= PROBLEM TO SOLVE =
Edit the lines running from the one containing "Target: snow plow truck" through the one containing "196 97 L 189" by replacing "Kindly" with "Please", leaving all else unchanged, and return only those lines.

= DATA IN THIS EXERCISE =
::::
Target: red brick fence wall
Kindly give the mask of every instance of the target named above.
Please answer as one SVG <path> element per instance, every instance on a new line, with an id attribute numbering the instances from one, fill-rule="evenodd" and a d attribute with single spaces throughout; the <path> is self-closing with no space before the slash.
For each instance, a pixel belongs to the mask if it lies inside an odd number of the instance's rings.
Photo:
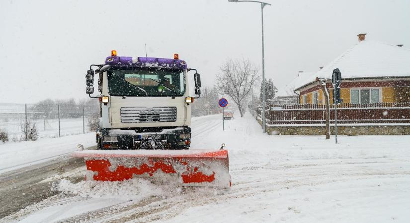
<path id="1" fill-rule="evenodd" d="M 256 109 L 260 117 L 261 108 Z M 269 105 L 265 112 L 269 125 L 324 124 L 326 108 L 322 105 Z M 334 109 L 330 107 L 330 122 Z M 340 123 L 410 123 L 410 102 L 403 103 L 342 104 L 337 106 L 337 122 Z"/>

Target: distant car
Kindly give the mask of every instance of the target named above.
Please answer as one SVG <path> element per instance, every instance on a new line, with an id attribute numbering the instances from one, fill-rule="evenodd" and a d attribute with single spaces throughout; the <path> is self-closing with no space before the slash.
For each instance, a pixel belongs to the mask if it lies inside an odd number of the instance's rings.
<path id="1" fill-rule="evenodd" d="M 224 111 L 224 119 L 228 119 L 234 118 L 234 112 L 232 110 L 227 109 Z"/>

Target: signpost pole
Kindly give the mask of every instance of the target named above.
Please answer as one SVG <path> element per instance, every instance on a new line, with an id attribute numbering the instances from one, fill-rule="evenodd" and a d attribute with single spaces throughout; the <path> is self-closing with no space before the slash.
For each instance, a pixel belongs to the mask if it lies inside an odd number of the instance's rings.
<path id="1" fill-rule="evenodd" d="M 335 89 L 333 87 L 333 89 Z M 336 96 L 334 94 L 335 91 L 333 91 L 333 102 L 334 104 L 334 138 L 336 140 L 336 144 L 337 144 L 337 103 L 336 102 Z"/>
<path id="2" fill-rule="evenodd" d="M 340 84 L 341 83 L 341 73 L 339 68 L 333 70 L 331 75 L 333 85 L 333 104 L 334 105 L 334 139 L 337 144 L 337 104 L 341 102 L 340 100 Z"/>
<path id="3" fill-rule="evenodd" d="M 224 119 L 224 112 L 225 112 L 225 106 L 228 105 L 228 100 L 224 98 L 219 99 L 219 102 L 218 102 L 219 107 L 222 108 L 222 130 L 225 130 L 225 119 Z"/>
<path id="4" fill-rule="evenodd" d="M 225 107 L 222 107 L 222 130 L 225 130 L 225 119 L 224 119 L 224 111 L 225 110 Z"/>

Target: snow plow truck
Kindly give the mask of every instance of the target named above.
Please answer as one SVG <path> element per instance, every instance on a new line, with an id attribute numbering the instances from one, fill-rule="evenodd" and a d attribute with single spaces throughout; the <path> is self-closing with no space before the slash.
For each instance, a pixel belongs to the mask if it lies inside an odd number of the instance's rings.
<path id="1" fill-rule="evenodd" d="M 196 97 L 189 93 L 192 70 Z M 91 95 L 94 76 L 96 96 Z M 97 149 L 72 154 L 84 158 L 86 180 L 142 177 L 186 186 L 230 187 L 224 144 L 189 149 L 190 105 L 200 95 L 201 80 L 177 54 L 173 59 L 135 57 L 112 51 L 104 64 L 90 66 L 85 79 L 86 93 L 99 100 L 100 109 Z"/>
::::
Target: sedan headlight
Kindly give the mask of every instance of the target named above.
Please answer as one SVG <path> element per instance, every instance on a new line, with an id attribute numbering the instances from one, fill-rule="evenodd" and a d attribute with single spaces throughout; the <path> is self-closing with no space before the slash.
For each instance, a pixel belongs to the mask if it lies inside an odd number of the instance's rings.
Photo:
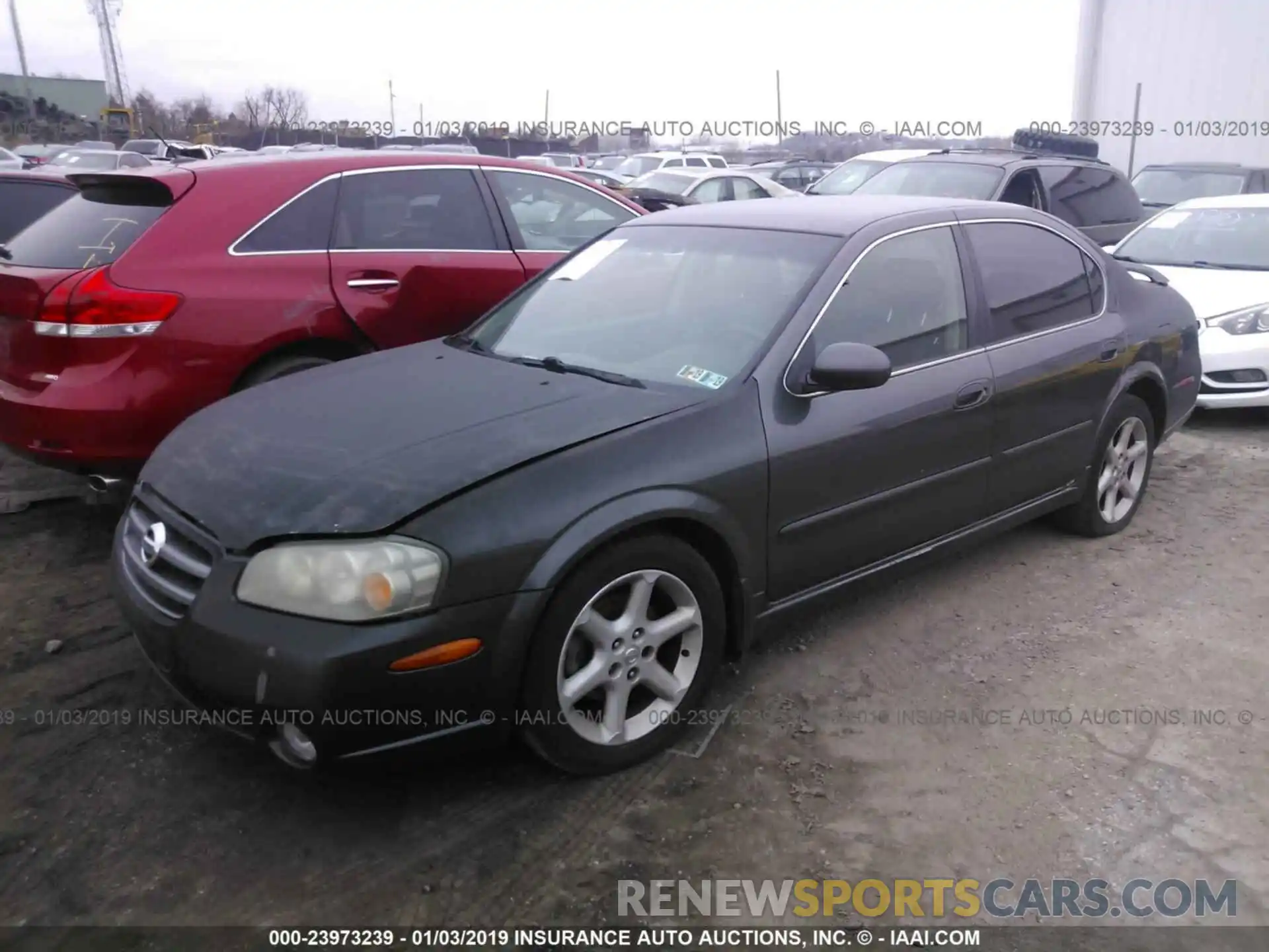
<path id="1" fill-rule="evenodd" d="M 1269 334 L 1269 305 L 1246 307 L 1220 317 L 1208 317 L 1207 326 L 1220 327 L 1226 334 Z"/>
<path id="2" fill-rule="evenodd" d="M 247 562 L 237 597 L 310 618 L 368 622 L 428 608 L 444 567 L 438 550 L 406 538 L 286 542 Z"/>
::::
= TASK ANSWER =
Target: snow plow truck
Please give the mask of every instance of the target named above.
Please answer as one SVG <path> element per instance, every instance on a new line, with an id attribute numbering the instances from one, fill-rule="evenodd" and a d attribute with single spaces throughout; the <path> is self-closing with no space before the slash.
For each instance, a pixel belongs to the mask if it lies inside an odd number of the instance's rings.
<path id="1" fill-rule="evenodd" d="M 196 97 L 189 93 L 192 70 Z M 91 95 L 94 76 L 96 96 Z M 97 149 L 72 154 L 84 158 L 86 180 L 142 177 L 186 186 L 230 187 L 224 144 L 189 149 L 190 105 L 200 95 L 201 80 L 177 54 L 173 59 L 135 57 L 112 51 L 104 64 L 90 66 L 85 79 L 86 93 L 99 100 L 100 109 Z"/>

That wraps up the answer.